▸ What to do: List every shell command shown in the build and install section of the non-volatile WAL buffer README patch, in the order they appear.

▸ Document segment:
* * * *

>From 5a5408159af48096d0d9a1e002e49756078b526f Mon Sep 17 00:00:00 2001
From: Takashi Menjo <takashi.menjou.vg@hco.ntt.co.jp>
Date: Wed, 24 Jun 2020 15:08:00 +0900
Subject: [PATCH v3 5/5] README for non-volatile WAL buffer

---
 README.nvwal | 184 +++++++++++++++++++++++++++++++++++++++++++++++++++
 1 file changed, 184 insertions(+)
 create mode 100644 README.nvwal

diff --git a/README.nvwal b/README.nvwal
new file mode 100644
index 0000000000..b6b9d576e7
--- /dev/null
+++ b/README.nvwal
@@ -0,0 +1,184 @@
+Non-volatile WAL buffer
+=======================
+Here is a PostgreSQL branch with a proof-of-concept "non-volatile WAL buffer"
+(NVWAL) feature. Putting the WAL buffer pages on persistent memory (PMEM) [1],
+inserting WAL records into it directly, and eliminating I/O for WAL segment
+files, PostgreSQL gets lower latency and higher throughput.
+
+
+Prerequisites and recommends
+----------------------------
+* An x64 system
+  * (Recommended) Supporting CLFLUSHOPT or CLWB instruction
+    * See if lscpu shows "clflushopt" or "clwb" flag
+* An OS supporting PMEM
+  * Linux: 4.15 or later (tested on 5.2)
+  * Windows: (Sorry but we have not tested on Windows yet.)
+* A filesystem supporting DAX (tested on ext4)
+* libpmem in PMDK [2] 1.4 or later (tested on 1.7)
+* ndctl [3] (tested on 61.2)
+* ipmctl [4] if you use Intel DCPMM
+* sudo privilege
+* All other prerequisites of original PostgreSQL
+* (Recommended) PMEM module(s) (NVDIMM-N or Intel DCPMM)
+  * You can emulate PMEM using DRAM [5] even if you have no PMEM module.
+* (Recommended) numactl
+
+
+Build and install PostgreSQL with NVWAL feature
+-----------------------------------------------
+We have a new configure option --with-nvwal.
+
+I believe it is good to install under your home directory with --prefix option.
+If you do so, please DO NOT forget "export PATH".
+
+  $ ./configure --with-nvwal --prefix="$HOME/postgres"
+  $ make
+  $ make install
+  $ export PATH="$HOME/postgres/bin:$PATH"
+
+NOTE: ./configure --with-nvwal will fail if libpmem is not found.

* * * *

▸ Collected data:
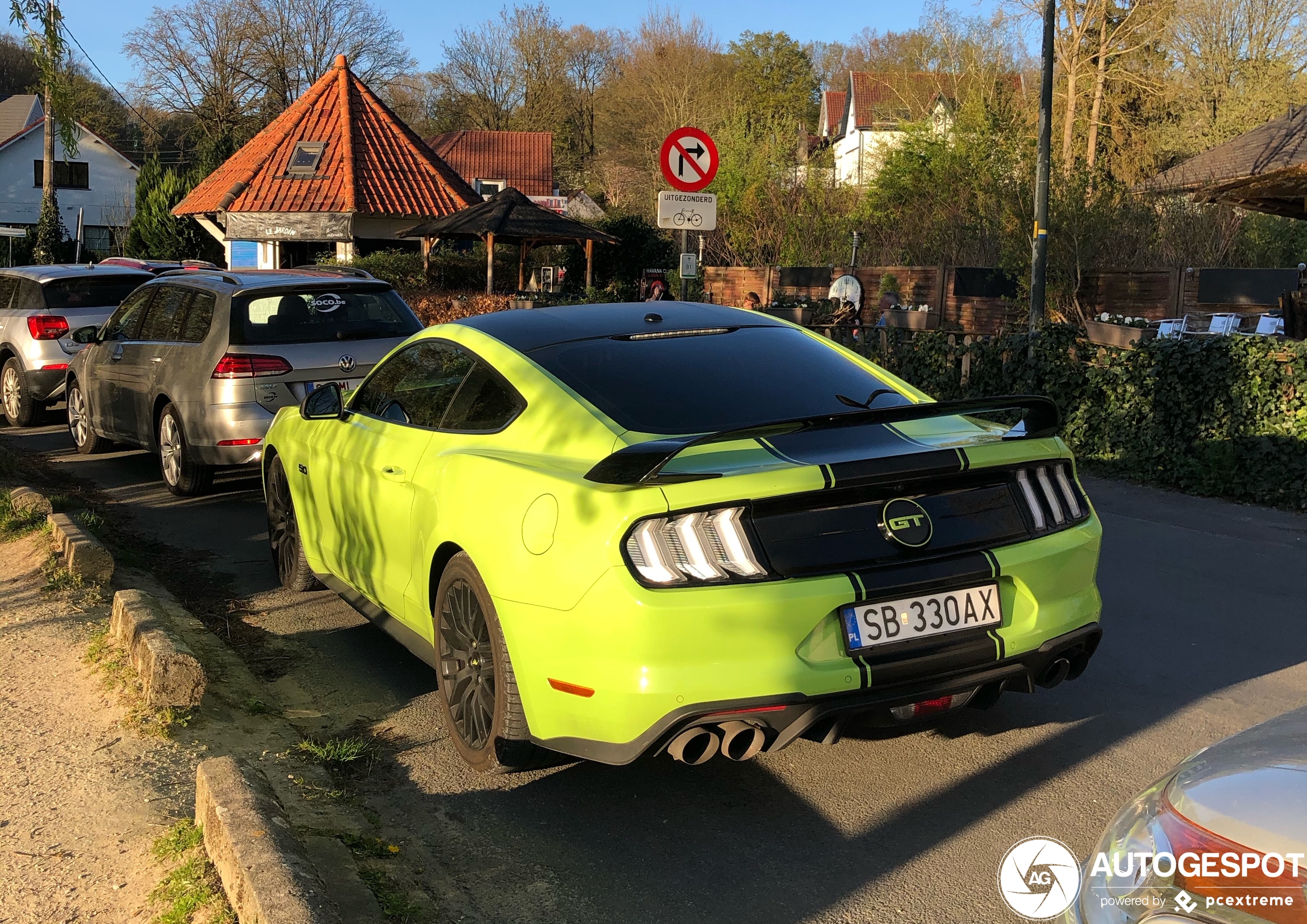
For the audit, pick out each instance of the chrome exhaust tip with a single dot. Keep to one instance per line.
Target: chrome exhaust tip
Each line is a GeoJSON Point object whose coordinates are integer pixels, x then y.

* * * *

▸ Written answer:
1. ./configure --with-nvwal --prefix="$HOME/postgres"
2. make
3. make install
4. export PATH="$HOME/postgres/bin:$PATH"